Stored entries:

=====

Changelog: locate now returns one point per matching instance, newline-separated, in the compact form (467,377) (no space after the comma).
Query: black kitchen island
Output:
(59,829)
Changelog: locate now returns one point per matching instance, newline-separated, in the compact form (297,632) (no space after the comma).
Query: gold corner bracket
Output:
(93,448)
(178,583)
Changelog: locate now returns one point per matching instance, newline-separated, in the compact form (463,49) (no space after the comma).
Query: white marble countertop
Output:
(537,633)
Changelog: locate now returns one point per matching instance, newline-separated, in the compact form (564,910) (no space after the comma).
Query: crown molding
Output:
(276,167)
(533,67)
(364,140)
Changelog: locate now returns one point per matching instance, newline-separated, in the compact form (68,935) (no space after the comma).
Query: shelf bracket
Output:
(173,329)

=====

▶ **Your goal**: Among the lines above, find those that contain the word "comma" and copy them.

▶ **Problem solution**:
Changelog: locate now returns one point per matching instance, newline-separated, in the compact form (467,377) (no space after the comma).
Changelog: locate now returns one point per matching instance, newline-separated, in the compact form (297,632) (no space after the comma).
Changelog: locate now returns one point per matching instance, newline-separated, in the compact form (463,49) (no space after the comma).
Changelog: locate now returns one point per matching instance, newline-separated, in the compact form (564,910) (no space after the comma).
Changelog: locate now returns one point per matching instance, newline-separated, in the compact form (68,935) (no space after the comma).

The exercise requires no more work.